Image-grounded pointing data:
------------------------------------------------------------

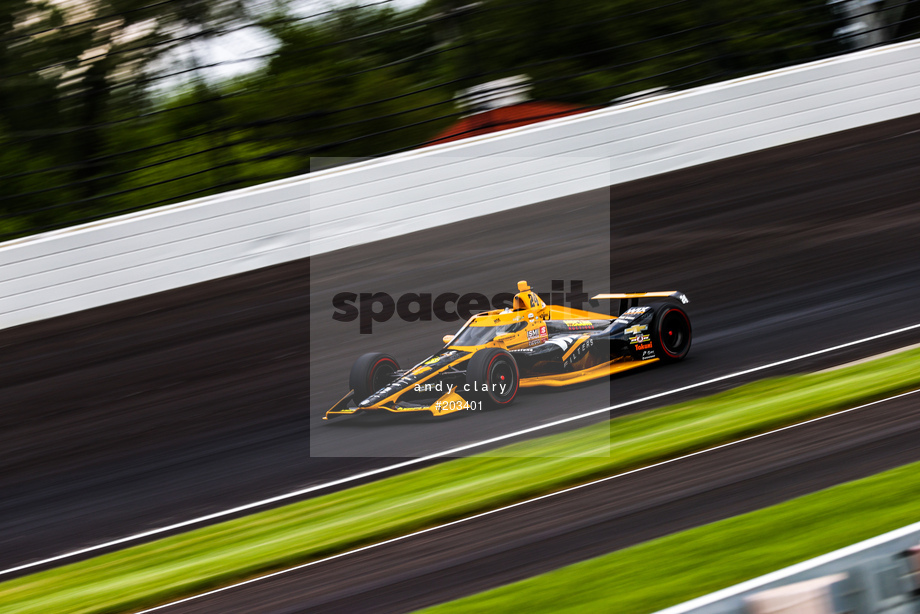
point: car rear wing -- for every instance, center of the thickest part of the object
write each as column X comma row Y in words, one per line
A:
column 631, row 299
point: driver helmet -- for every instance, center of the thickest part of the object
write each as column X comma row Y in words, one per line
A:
column 527, row 299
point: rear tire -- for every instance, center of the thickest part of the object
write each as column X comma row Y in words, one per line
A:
column 370, row 373
column 671, row 335
column 486, row 371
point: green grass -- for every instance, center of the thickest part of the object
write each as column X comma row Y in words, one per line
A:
column 673, row 569
column 211, row 556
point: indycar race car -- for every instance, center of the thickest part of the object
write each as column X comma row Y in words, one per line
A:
column 498, row 352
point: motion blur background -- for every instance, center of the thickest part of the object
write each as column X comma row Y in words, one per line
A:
column 110, row 106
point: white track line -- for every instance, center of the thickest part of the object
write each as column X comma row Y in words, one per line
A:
column 436, row 455
column 520, row 503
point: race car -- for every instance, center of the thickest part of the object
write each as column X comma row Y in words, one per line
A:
column 498, row 352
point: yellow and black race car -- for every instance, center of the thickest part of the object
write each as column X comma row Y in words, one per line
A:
column 498, row 352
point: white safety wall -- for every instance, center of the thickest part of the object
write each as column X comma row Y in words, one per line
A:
column 130, row 256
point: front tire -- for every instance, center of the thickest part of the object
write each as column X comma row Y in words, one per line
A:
column 486, row 374
column 370, row 373
column 672, row 334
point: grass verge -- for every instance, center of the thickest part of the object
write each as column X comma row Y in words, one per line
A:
column 673, row 569
column 204, row 558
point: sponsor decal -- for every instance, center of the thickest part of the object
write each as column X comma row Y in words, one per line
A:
column 578, row 353
column 537, row 333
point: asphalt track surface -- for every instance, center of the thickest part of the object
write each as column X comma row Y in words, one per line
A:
column 523, row 541
column 152, row 411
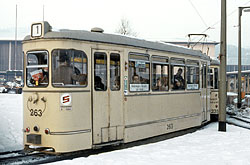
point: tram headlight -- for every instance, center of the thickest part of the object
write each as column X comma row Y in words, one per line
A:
column 47, row 131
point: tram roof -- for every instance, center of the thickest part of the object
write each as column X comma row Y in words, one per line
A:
column 214, row 62
column 119, row 40
column 236, row 72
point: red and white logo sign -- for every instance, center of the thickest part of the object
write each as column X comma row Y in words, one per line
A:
column 66, row 99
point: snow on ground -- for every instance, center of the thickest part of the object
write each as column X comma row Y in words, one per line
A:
column 206, row 146
column 11, row 122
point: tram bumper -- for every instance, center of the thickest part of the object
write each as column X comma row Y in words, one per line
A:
column 34, row 139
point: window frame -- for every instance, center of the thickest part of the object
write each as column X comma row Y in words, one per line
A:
column 173, row 63
column 111, row 88
column 106, row 55
column 73, row 86
column 196, row 64
column 27, row 66
column 162, row 63
column 146, row 60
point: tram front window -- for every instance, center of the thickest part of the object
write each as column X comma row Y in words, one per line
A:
column 69, row 68
column 37, row 69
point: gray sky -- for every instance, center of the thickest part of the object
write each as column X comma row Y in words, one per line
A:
column 168, row 20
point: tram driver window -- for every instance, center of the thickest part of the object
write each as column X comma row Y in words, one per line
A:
column 37, row 69
column 178, row 77
column 115, row 72
column 139, row 72
column 100, row 71
column 160, row 74
column 69, row 68
column 192, row 75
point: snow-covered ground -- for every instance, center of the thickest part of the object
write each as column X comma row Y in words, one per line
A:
column 11, row 122
column 206, row 146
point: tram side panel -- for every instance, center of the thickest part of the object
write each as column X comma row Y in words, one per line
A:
column 153, row 115
column 69, row 126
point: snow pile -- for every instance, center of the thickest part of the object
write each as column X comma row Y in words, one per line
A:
column 11, row 122
column 206, row 146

------------------------------------------------------------

▶ _Exercise details_: Which lines run from the one holding "point: snow-covered ground" through the one holding "point: snow pile" in the records above? Repeat them exactly, both included, and nothing more.

▶ _Answer to the problem_:
point: snow-covered ground -- for every instance, center of the thickest part of the object
write each as column X comma row Y in words, one per line
A:
column 11, row 122
column 206, row 146
point: tram side panel -- for every instance, center of the thickest part of the object
write each as column X comma row Y in words, one per line
A:
column 153, row 115
column 69, row 126
point: snow pile -- for every instance, center of the thickest part of the object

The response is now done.